→ **GIVEN TASK**:
Which lines in the items below contain the string "pole"? List every such line in full, treating uppercase and lowercase as different.

→ **DATA FOR PROCESSING**:

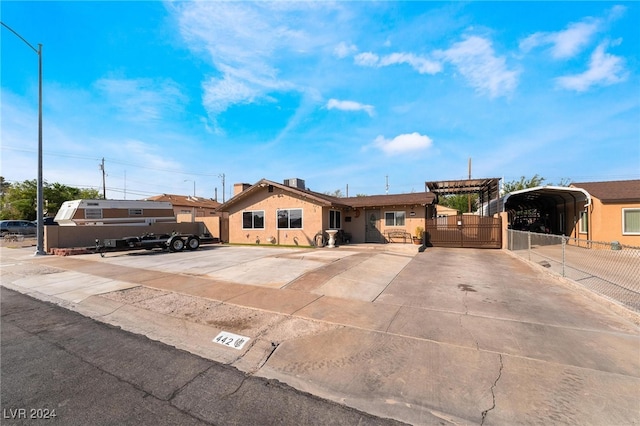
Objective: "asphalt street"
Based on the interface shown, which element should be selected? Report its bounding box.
[0,287,401,425]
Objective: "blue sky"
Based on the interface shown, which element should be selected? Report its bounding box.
[0,1,640,201]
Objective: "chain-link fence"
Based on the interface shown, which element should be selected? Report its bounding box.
[508,230,640,312]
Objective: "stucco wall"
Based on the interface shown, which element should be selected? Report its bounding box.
[580,198,640,247]
[229,187,328,246]
[229,187,425,246]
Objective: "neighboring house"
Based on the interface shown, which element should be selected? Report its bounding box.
[218,179,435,246]
[147,194,226,239]
[570,180,640,247]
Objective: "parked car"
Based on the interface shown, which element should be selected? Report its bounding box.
[0,220,38,236]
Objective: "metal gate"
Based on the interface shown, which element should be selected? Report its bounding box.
[425,215,502,248]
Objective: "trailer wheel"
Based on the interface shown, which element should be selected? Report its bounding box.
[169,237,184,251]
[187,237,200,250]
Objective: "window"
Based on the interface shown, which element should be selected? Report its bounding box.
[580,212,589,234]
[84,209,102,219]
[329,210,342,229]
[384,212,405,226]
[622,209,640,235]
[242,210,264,229]
[278,209,302,229]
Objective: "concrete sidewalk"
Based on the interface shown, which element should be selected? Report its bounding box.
[0,245,640,424]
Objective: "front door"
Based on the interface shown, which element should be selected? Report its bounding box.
[364,210,383,243]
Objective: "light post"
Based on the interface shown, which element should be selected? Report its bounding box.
[218,173,224,204]
[0,21,47,256]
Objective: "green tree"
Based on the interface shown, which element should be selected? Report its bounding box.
[0,179,99,220]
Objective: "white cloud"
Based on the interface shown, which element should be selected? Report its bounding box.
[520,5,626,59]
[168,2,342,121]
[373,132,433,155]
[327,99,374,117]
[437,36,518,98]
[354,52,442,74]
[520,20,600,59]
[556,42,628,92]
[95,78,186,122]
[353,52,380,67]
[333,42,358,59]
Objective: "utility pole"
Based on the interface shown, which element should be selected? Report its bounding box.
[100,157,107,200]
[218,173,225,204]
[467,157,471,213]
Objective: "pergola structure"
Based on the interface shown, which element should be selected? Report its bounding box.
[425,178,501,216]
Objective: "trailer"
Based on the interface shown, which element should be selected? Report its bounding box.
[55,199,176,226]
[95,234,200,257]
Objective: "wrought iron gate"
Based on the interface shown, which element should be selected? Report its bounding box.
[425,215,502,248]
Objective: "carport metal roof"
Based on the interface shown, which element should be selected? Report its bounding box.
[504,186,591,211]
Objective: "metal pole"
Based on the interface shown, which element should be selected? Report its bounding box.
[0,21,47,255]
[35,43,47,255]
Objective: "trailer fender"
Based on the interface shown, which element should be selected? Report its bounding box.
[187,235,200,250]
[167,235,184,251]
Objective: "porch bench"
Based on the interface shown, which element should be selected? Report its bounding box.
[384,230,411,243]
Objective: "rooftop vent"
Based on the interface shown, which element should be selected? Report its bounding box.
[284,178,306,189]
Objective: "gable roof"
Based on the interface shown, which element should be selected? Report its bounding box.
[145,194,221,210]
[571,179,640,203]
[218,179,435,211]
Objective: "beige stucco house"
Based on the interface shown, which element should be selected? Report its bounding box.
[570,180,640,247]
[217,179,435,246]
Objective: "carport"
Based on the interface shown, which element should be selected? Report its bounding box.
[504,186,591,237]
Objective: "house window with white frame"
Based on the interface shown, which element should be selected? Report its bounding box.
[384,212,406,226]
[580,212,589,234]
[277,209,302,229]
[242,210,264,229]
[622,209,640,235]
[329,210,342,229]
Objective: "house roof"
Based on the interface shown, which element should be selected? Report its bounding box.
[571,179,640,203]
[339,192,436,207]
[218,179,435,211]
[146,194,221,209]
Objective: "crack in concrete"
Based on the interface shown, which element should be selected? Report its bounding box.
[480,354,504,426]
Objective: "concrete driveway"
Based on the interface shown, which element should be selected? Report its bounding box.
[1,245,640,425]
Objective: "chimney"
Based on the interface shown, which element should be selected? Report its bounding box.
[233,183,251,197]
[284,178,307,189]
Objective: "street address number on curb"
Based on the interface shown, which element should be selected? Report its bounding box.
[213,331,249,350]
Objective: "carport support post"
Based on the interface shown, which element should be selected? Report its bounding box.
[562,237,567,277]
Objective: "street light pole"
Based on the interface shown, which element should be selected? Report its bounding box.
[0,22,47,256]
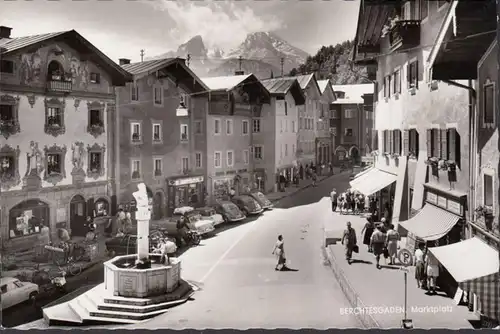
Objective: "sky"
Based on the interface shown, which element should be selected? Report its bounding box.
[0,0,359,61]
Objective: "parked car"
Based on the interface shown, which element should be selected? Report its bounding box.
[231,195,264,216]
[215,201,246,223]
[0,277,39,310]
[105,230,171,256]
[243,191,274,210]
[195,206,224,226]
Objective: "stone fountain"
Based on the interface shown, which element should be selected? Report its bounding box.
[43,183,195,326]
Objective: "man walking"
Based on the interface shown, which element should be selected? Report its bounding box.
[330,188,338,212]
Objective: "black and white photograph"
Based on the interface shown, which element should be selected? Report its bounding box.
[0,0,500,330]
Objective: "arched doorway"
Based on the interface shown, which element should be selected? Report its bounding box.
[69,195,87,236]
[9,199,50,239]
[153,191,163,220]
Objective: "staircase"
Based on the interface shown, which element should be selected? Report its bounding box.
[43,281,196,326]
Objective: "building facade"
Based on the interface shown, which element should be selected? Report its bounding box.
[196,74,270,203]
[115,58,207,219]
[316,80,336,166]
[330,84,374,166]
[262,78,305,192]
[0,27,130,249]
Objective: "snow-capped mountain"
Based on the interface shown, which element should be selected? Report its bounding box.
[152,32,309,78]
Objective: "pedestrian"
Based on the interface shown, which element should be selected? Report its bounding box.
[342,222,357,264]
[386,224,401,265]
[361,217,375,253]
[425,250,439,295]
[414,243,425,289]
[370,224,385,269]
[272,234,287,271]
[330,188,338,212]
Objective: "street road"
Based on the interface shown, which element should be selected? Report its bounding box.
[127,174,359,329]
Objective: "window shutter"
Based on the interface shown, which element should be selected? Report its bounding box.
[403,130,410,157]
[439,129,449,160]
[426,129,432,158]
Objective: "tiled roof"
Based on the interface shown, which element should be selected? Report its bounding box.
[200,74,253,90]
[332,84,375,104]
[261,78,296,94]
[120,58,176,75]
[0,31,69,53]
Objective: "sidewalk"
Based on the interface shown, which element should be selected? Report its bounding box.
[325,213,477,329]
[265,168,347,203]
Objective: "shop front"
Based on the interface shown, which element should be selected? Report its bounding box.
[167,176,205,216]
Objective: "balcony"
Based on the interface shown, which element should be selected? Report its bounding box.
[389,20,420,52]
[47,80,73,93]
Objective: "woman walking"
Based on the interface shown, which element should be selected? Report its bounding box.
[273,234,286,271]
[386,224,401,265]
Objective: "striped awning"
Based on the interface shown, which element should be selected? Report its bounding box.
[400,203,460,241]
[349,168,396,196]
[429,237,500,320]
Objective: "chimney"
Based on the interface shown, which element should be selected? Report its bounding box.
[0,26,12,38]
[118,58,130,65]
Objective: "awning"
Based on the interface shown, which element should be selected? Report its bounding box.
[399,203,460,241]
[429,237,500,320]
[349,168,396,196]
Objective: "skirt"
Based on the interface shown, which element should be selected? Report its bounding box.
[373,242,384,256]
[415,261,425,281]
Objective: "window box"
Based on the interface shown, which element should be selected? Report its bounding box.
[0,145,21,189]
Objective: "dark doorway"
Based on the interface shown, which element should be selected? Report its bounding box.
[69,195,87,237]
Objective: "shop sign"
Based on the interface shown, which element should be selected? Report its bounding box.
[169,176,203,186]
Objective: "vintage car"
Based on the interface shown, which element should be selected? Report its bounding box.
[195,206,224,226]
[105,230,175,256]
[0,277,38,310]
[246,191,274,210]
[215,201,246,223]
[231,195,264,216]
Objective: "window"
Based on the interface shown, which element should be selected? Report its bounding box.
[214,152,221,168]
[243,150,250,165]
[153,85,163,105]
[194,121,203,135]
[130,122,142,143]
[130,83,139,101]
[406,60,418,89]
[131,159,141,180]
[182,157,189,174]
[153,158,163,176]
[90,73,101,84]
[194,152,202,168]
[214,119,220,135]
[181,124,189,141]
[0,59,14,74]
[226,119,233,136]
[483,80,495,125]
[253,146,263,160]
[153,123,162,142]
[252,119,260,133]
[226,151,234,167]
[483,174,493,208]
[241,121,248,135]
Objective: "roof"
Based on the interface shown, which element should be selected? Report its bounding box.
[121,58,209,93]
[332,83,375,104]
[201,74,253,91]
[261,77,306,105]
[0,30,132,86]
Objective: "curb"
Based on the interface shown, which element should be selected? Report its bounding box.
[322,246,382,329]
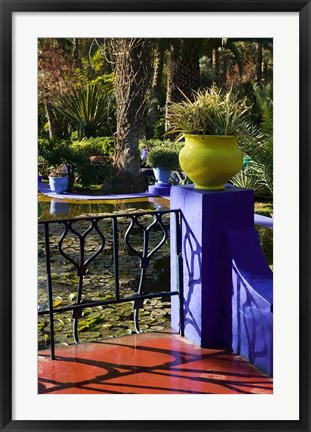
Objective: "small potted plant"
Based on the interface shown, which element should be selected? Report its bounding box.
[167,87,254,190]
[49,164,68,194]
[147,147,179,183]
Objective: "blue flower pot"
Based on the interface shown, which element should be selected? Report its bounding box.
[49,176,68,193]
[153,167,171,183]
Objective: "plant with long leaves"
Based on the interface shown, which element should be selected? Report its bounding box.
[167,86,255,140]
[54,83,109,139]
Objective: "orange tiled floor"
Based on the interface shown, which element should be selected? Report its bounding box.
[38,333,272,394]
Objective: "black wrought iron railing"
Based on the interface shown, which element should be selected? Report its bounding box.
[38,210,183,359]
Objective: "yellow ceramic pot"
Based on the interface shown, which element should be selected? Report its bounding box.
[179,134,243,190]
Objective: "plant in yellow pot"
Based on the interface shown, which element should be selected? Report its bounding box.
[167,87,255,190]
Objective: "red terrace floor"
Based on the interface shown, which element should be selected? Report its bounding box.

→ **THE RESULT**:
Objective: "utility pole"
Objective: "metal pole"
Objective: "street light pole"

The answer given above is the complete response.